Prompt 1
Quote every question that appears in the passage on the ego.
Prompt 2
Carry on writing the passage on the ego from its last sentence onward.

Selected passage
::::

And if I find that she does not play my game, I move on manipulatively to look for another “victim”, speaking in tones that lures him or her into my den of smallness. And when I get him or her to buy into my stuff, I’d find a little relief from it, as if part of my shit is now out of my system. And just at the right time and right moment when the person starts to feel small, due to the contagion she has taken on, I’d find myself automatically out of that state and start to feel a little better. That is when I’d start to feel great again. But what is great except the game of passing on the baton of inferiority to superiority, to and fro, all the time, relating again and again?
Eckhart Tolle coined the word pain-body – as an egoic force that is contagious and anyone who is not awakened to his or her presence will easily get contaminated by it and the next moment, the game of finding a solution comes in, spreading and deepening the ego further. It is so obvious the meaning of life is just this – making myself aloof so that I don’t feel small – like crabs crawling all over each other, the fittest will stand above all, until another brings it down again. No matter how much integrity I have or how wise or responsible I am, luring behind it is this supremacy – the wanting not to be look down, and hence creating situations to make others small so as to defend myself from getting it, by the unconscious way I think, speak or act. To defend or to attack is already part of the ego equation. Have you experienced a passive defense, not to mention passive attack? When I feel I am right, already I am in defense which includes an attack. When I think I am wise, I am already having an equation of unwise – all for the sake of satisfying the ego. Whether I feel better or not – both are merely part of the equation of the ego. Any difference between being selfless and selfish?

::::

Recorded data:
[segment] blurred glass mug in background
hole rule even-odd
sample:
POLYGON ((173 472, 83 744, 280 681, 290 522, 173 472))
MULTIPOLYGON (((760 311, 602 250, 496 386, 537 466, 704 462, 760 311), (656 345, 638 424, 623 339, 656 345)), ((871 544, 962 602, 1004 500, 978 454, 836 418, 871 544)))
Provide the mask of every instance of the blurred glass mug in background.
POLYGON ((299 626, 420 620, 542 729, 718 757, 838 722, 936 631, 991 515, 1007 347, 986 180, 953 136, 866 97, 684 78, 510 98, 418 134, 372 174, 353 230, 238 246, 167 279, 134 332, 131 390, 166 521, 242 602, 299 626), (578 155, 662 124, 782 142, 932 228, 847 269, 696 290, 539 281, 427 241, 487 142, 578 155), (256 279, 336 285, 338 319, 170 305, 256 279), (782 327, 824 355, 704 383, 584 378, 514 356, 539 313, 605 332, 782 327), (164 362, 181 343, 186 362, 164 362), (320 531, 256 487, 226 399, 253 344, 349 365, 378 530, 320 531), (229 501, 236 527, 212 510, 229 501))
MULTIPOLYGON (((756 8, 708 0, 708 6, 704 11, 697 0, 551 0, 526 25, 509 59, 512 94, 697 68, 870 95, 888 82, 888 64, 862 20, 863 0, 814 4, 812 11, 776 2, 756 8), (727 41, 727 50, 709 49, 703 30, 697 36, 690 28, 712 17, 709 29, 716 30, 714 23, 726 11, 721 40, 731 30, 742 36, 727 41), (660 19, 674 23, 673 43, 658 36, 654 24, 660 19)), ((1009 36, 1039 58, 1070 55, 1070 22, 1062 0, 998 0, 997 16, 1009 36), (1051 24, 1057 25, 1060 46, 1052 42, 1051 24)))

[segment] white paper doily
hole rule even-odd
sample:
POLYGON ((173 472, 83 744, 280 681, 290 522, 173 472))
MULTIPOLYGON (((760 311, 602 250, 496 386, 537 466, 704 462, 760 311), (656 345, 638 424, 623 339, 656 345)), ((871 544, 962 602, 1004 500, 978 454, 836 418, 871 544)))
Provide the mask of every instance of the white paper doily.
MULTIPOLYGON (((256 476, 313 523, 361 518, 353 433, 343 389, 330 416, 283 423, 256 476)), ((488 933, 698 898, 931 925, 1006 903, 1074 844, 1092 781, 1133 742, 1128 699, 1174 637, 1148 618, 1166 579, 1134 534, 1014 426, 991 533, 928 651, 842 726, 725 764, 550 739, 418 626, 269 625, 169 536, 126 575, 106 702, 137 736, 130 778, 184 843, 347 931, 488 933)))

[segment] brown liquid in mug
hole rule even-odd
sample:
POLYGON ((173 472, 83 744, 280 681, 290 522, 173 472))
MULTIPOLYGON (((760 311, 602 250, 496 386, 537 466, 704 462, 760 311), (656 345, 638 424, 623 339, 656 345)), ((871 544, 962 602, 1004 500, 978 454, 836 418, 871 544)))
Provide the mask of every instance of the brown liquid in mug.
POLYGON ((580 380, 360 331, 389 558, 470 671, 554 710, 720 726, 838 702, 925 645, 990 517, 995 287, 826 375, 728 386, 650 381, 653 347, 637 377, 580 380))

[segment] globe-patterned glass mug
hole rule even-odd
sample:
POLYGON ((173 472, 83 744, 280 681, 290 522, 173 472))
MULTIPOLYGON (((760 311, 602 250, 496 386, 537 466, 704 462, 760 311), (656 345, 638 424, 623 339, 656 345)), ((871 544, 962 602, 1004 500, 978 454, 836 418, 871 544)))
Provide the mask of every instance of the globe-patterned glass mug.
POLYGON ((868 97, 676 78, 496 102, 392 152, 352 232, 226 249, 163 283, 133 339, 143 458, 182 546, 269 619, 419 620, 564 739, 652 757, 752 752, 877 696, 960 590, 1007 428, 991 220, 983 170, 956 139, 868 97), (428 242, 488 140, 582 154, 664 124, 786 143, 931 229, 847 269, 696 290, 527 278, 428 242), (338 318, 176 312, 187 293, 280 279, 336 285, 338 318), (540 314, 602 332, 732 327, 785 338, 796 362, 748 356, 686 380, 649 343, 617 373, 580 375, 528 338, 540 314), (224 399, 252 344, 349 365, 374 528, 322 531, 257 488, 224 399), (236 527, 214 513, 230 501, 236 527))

::::

Final result 1
- "But what is great except the game of passing on the baton of inferiority to superiority, to and fro, all the time, relating again and again?"
- "Have you experienced a passive defense, not to mention passive attack?"
- "Any difference between being selfless and selfish?"

Final result 2
Now I see from the point of view why my spiritual master seek that I stop teaching at this juncture. To teach is to see someone’s need and that is ego at work! And neither is it about not teaching. He is to mean that it is not about what I do but what I am motivated upon, and in my own words – ignorantly wise or wisely wise?
Once in the beginning there was uselessness
and one knows not
he wakes up one day and starts probing the reason behind it
and came to reclaim whatever power he gave to it
later it dawned upon him
that too is not true
as the hide and seek has to continue
so long as he continues to seek
he wakes up from another dream
one more time
and found meaninglessness in both
and in that awakened state
he triumph over all.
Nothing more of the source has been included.